Dass die Bar nicht als Hotelbar, sondern eigenständige Bar wahrgenommen wird, macht den Hausherren der Marktgasse 17 sehr stolz. „Schließlich haben wir bereits zu Beginn an dem Konzept gefeilt, um ein breites Publikum mit unserer liquiden Ausrichtung und unserem Dasein als Gastgeber anzusprechen. Für mich war klar, dass dies ein langer und konstanter Prozess wird und es Zeit, Geduld und Liebe braucht, um einen solchen Ort zu schaffen“, so der Gastgeber, der stets sein Bestes geben will. Nicht muss. Das sei man einerseits natürlich den Gästen, andererseits auch der Bartender-Profession schuldig. Das Gastgeber-Dasein zu perfektionieren, sollte verinnerlicht und automatisiert sein.

Das geheime Notizheft der Baltho Küche & Bar

In der Baltho Bar werden Gäste empfangen, begrüßt und nach Abnahme ihrer Garderobe an einer der über 40 Sitzmöglichkeiten der heimeligen Bar mit tiefgrünen Wänden und langem Holztresen platziert. „Daraus lernen wir täglich, und die Gäste profitieren davon“, weiß der Schweizer Diplomático World Tournament-Sieger von 2015 und zweifacher World Class-Finalist von 2013 und 2015, der wie seine jeweils zwei männlichen und weiblichen Baltho-Teamkollegen laufend zwischen Service und Bar rotiert.

■ Anhand der Angaben:
1 - Wie viele Sitzmöglichkeiten bietet die Baltho Bar laut dem Textauszug über die Bar?
2 - Schreibe den Textauszug über die Baltho Bar im Anschluss an seinen letzten Satz weiter.

■ Datenzeilen:
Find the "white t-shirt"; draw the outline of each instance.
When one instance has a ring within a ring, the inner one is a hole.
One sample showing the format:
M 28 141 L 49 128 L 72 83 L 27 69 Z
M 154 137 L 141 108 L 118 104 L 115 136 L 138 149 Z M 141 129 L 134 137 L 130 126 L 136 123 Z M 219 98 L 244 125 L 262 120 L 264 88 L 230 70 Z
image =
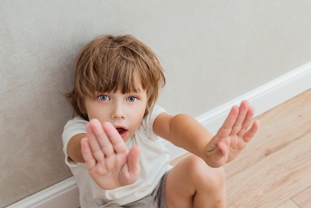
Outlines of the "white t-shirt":
M 169 152 L 153 130 L 155 119 L 163 112 L 165 112 L 163 108 L 156 105 L 151 113 L 143 118 L 134 135 L 125 143 L 129 150 L 134 145 L 141 148 L 141 173 L 138 179 L 133 184 L 112 190 L 99 188 L 88 174 L 85 164 L 75 162 L 67 154 L 68 141 L 76 134 L 86 133 L 85 125 L 88 121 L 77 117 L 67 122 L 62 135 L 63 151 L 65 162 L 79 188 L 81 208 L 122 206 L 142 199 L 152 192 L 162 176 L 170 168 Z

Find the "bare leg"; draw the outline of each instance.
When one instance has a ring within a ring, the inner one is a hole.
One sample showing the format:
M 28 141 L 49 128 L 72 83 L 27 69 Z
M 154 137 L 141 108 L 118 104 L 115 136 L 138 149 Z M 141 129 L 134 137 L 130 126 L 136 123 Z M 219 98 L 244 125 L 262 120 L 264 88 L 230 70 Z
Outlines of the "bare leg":
M 165 196 L 168 208 L 226 208 L 224 169 L 211 168 L 200 158 L 190 155 L 168 173 Z

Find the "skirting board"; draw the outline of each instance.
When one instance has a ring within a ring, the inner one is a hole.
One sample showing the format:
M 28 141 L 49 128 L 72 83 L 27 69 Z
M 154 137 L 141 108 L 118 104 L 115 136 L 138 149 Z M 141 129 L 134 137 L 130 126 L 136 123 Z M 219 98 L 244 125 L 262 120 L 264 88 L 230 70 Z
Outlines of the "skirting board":
M 311 88 L 311 62 L 293 70 L 258 88 L 198 117 L 196 119 L 215 134 L 231 107 L 244 100 L 259 115 Z M 187 152 L 163 140 L 173 160 Z M 78 191 L 73 177 L 22 200 L 6 208 L 77 208 Z

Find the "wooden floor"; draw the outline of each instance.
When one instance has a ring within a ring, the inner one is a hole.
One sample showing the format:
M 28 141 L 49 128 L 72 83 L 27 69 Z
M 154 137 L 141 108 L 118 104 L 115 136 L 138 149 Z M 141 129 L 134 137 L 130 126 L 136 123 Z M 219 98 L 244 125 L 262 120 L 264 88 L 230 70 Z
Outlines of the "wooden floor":
M 311 90 L 257 118 L 260 128 L 226 164 L 228 208 L 311 208 Z

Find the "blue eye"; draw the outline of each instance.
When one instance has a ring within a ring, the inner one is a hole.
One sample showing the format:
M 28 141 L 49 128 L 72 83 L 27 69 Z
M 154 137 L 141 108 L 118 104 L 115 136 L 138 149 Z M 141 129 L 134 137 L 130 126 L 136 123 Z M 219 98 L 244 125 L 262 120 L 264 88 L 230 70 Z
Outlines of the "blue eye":
M 98 99 L 102 101 L 109 101 L 109 99 L 106 95 L 101 95 L 98 96 Z
M 135 101 L 137 100 L 137 99 L 138 99 L 137 98 L 131 96 L 131 97 L 128 97 L 127 100 L 127 101 L 129 102 L 135 102 Z

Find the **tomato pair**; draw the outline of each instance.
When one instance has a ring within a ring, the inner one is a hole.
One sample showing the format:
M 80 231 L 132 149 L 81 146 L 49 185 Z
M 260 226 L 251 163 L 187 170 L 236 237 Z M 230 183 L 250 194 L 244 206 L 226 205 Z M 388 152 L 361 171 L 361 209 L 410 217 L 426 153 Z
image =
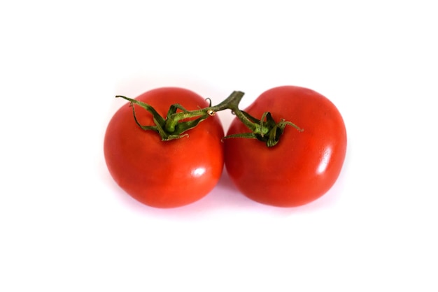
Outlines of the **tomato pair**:
M 181 88 L 147 92 L 136 100 L 166 117 L 171 105 L 187 110 L 209 107 L 197 94 Z M 133 117 L 134 107 L 135 117 Z M 136 104 L 123 105 L 106 129 L 104 154 L 117 184 L 139 201 L 153 207 L 174 207 L 193 203 L 218 183 L 225 163 L 244 195 L 257 202 L 298 206 L 323 195 L 336 181 L 345 157 L 346 133 L 336 107 L 322 95 L 297 87 L 276 87 L 263 93 L 245 112 L 260 118 L 292 122 L 272 147 L 257 139 L 224 139 L 220 121 L 209 117 L 183 138 L 162 141 L 139 126 L 156 122 Z M 240 119 L 227 135 L 249 132 Z

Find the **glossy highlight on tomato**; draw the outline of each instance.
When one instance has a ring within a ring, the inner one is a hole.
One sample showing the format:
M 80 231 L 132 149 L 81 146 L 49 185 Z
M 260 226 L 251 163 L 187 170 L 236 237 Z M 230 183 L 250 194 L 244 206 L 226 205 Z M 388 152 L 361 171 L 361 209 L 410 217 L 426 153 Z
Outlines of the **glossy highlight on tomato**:
M 257 139 L 225 140 L 225 166 L 239 190 L 259 203 L 278 207 L 309 203 L 336 182 L 346 156 L 347 136 L 335 105 L 313 90 L 295 86 L 262 94 L 248 108 L 253 117 L 270 112 L 277 121 L 292 122 L 278 143 L 267 147 Z M 234 119 L 227 135 L 248 132 Z
M 153 89 L 135 99 L 152 105 L 164 117 L 172 104 L 188 110 L 209 105 L 198 94 L 178 87 Z M 150 112 L 132 106 L 141 124 L 154 124 Z M 176 207 L 199 200 L 222 174 L 224 131 L 214 116 L 185 133 L 162 141 L 157 133 L 136 124 L 132 108 L 126 103 L 113 115 L 105 134 L 104 150 L 110 174 L 131 196 L 152 207 Z

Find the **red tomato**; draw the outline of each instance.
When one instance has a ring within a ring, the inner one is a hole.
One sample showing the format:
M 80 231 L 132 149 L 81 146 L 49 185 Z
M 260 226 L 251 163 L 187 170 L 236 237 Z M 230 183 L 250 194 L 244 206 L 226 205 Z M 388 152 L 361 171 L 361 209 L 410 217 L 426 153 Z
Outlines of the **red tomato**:
M 174 103 L 188 110 L 209 106 L 197 94 L 175 87 L 153 89 L 136 99 L 154 107 L 162 117 Z M 134 106 L 139 123 L 153 126 L 152 115 Z M 224 131 L 216 115 L 185 133 L 188 137 L 162 141 L 158 133 L 136 124 L 129 103 L 123 105 L 105 134 L 105 159 L 111 176 L 127 194 L 150 206 L 174 207 L 200 199 L 221 175 Z
M 286 126 L 278 143 L 267 147 L 257 139 L 225 140 L 225 166 L 248 198 L 278 207 L 299 206 L 323 196 L 337 179 L 346 151 L 346 131 L 330 101 L 306 88 L 284 86 L 260 95 L 246 112 L 260 119 L 270 112 Z M 249 132 L 238 119 L 227 135 Z

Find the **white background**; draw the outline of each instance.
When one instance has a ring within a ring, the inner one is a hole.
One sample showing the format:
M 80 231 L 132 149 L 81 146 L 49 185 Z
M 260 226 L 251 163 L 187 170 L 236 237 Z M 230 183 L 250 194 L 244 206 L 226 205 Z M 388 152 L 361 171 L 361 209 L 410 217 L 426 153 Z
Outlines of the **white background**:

■ Nummerierte Antworten:
1 - Über 40 Sitzmöglichkeiten.

2 -
Die Team-Schlagworte hierfür lauten: ehrlich, authentisch und respektvoll sein sowie dem Gast in Old School-Manier auf Augenhöhe begegnen. „Wir gehen romantisch vor! Wir beraten gerne hinsichtlich geschmacklicher Trinkgewohnheiten oder erwünschter Klassiker, haken nach, präsentieren den Cocktail, schauen dem Gast dabei in die Augen und wünschen ,Zum Wohle’“, schildert der Barchef die Bedeutung eines professionellen Gesamtbildes der Allround-Tätigkeit für den Gast.

Dessen besondere Spirituosen-Präferenz und vor allem darauf aufbauende, eigens initiierte Trinkkreationen werden in einem griffbereiten, hauseigenen Barbuch von allen Mitarbeitern notiert, damit Wiederkehrer und Stammgäste ihren einzigartigen Drink stets und von jedem Baltho-Bartender überreicht bekommen können. Zudem diene jeder Kritikpunkt der steten Verbesserung der Mixturen und ihrer Darbietung. „So können wir unsere Stärken und Schwächen erkennen. Wenn ich sonntags und montags frei habe, weiß ich zudem, dass der Laden auch ohne mich funktioniert“, sagt der Chef der Bar, die an das Restaurant angrenzt – in dieser Formation in der Limmatstadt zwar nicht mehr ein Alleinstellungsmerkmal, aber durchaus ein deutliches Kennzeichen.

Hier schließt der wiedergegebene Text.